*EXERCISE DIRECTIONS:* Present the following data again exactly as it is shown.

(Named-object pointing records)
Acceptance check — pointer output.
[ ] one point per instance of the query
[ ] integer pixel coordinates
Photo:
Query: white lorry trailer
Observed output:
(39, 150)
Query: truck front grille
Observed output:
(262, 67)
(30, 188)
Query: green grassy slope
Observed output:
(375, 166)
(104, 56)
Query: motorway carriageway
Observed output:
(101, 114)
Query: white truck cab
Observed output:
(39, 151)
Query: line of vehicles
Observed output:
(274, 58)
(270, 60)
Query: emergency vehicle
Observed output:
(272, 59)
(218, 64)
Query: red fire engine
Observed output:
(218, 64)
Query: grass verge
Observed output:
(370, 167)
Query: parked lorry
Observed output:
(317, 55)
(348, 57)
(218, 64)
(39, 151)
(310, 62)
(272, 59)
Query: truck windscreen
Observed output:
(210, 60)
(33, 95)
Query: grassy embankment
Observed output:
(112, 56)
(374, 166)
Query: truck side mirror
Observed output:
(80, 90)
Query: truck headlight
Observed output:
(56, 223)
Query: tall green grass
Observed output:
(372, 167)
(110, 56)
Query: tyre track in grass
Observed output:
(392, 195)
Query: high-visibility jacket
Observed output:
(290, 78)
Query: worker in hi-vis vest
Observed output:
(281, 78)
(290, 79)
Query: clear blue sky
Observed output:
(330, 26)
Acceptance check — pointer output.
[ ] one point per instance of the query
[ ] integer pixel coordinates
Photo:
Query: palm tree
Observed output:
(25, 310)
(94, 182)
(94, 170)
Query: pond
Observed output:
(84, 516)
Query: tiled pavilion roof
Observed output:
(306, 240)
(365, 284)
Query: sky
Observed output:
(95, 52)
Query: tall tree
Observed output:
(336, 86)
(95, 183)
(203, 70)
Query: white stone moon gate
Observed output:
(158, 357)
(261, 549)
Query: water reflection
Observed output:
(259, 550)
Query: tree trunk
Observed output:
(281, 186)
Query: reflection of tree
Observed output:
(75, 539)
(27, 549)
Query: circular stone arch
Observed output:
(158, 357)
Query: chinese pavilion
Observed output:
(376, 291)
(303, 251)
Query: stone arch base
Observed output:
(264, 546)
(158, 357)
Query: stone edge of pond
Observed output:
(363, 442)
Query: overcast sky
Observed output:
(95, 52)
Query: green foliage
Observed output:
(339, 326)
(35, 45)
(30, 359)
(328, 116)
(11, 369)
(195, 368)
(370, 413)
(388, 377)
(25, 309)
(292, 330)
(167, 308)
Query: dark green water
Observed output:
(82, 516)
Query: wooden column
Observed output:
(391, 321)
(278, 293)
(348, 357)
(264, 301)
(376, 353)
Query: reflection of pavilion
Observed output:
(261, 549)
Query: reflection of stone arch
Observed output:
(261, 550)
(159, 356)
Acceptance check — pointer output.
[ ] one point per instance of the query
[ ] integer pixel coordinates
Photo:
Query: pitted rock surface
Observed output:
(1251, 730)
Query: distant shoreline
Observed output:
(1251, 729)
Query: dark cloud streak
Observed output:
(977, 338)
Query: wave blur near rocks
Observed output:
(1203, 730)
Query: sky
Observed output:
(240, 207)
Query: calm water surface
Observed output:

*FINAL ANSWER:*
Acceptance check — pointer output.
[ ] one point per instance of the query
[ ] integer pixel coordinates
Photo:
Query: white lorry trailer
Observed output:
(39, 150)
Query: truck front grille
Observed output:
(262, 67)
(30, 188)
Query: green grassy slope
Observed output:
(375, 166)
(104, 56)
Query: motorway carriageway
Observed output:
(101, 114)
Query: white truck cab
Observed output:
(39, 151)
Query: line of vehicles
Observed output:
(274, 58)
(270, 60)
Query: emergency vehicle
Observed output:
(272, 59)
(218, 64)
Query: red fire engine
Observed output:
(218, 64)
Query: grass verge
Observed output:
(370, 167)
Query: parked lorry
Observed output:
(317, 55)
(348, 57)
(218, 64)
(39, 151)
(310, 62)
(272, 59)
Query: truck windscreen
Observed output:
(210, 60)
(33, 95)
Query: grassy embankment
Observed output:
(112, 56)
(374, 166)
Query: truck side mirror
Observed output:
(80, 90)
Query: truck headlight
Observed output:
(56, 223)
Query: tall green grass
Observed output:
(372, 167)
(110, 56)
Query: tyre track in grass
Observed output:
(392, 195)
Query: high-visibility jacket
Observed output:
(290, 78)
Query: worker in hi-vis vest
Observed output:
(281, 78)
(290, 79)
Query: clear blue sky
Observed output:
(330, 26)
Acceptance check — pointer output.
[ ] one point per instance of the query
[ ] integer pixel coordinates
Photo:
Query: palm tree
Observed output:
(25, 310)
(94, 182)
(94, 170)
Query: pond
Observed output:
(84, 516)
Query: tiled pavilion roof
Observed output:
(306, 240)
(365, 284)
Query: sky
Observed output:
(95, 52)
Query: tall tree
Observed output:
(336, 86)
(95, 183)
(203, 70)
Query: white stone moon gate
Observed output:
(158, 357)
(261, 549)
Query: water reflection
Observed output:
(259, 550)
Query: tree trunk
Observed output:
(281, 186)
Query: reflection of tree
Observed output:
(75, 539)
(27, 549)
Query: circular stone arch
Observed output:
(158, 357)
Query: chinese pavilion
Observed output:
(376, 291)
(303, 251)
Query: stone arch base
Observed output:
(264, 546)
(158, 357)
Query: stone edge of pond
Observed output:
(363, 442)
Query: overcast sky
Observed output:
(95, 52)
Query: green foliage
Observed output:
(339, 326)
(35, 45)
(30, 359)
(328, 116)
(11, 369)
(195, 368)
(370, 413)
(388, 377)
(25, 309)
(292, 330)
(167, 308)
Query: dark green water
Observed output:
(82, 516)
Query: wooden column
Observed output:
(391, 321)
(278, 293)
(348, 357)
(264, 301)
(376, 353)
Query: reflection of pavilion
Observed output:
(261, 549)
Query: reflection of stone arch
Observed output:
(261, 550)
(159, 356)
Acceptance check — pointer output.
[ ] one point per instance of the query
[ ] integer pixel coordinates
Photo:
Query: pitted rock surface
Observed output:
(1251, 730)
Query: distant shoreline
Observed output:
(1251, 729)
Query: dark cloud streak
Observed output:
(977, 338)
Query: wave blur near rocks
Observed output:
(1203, 730)
Query: sky
Observed output:
(240, 207)
Query: calm water surface
Observed output:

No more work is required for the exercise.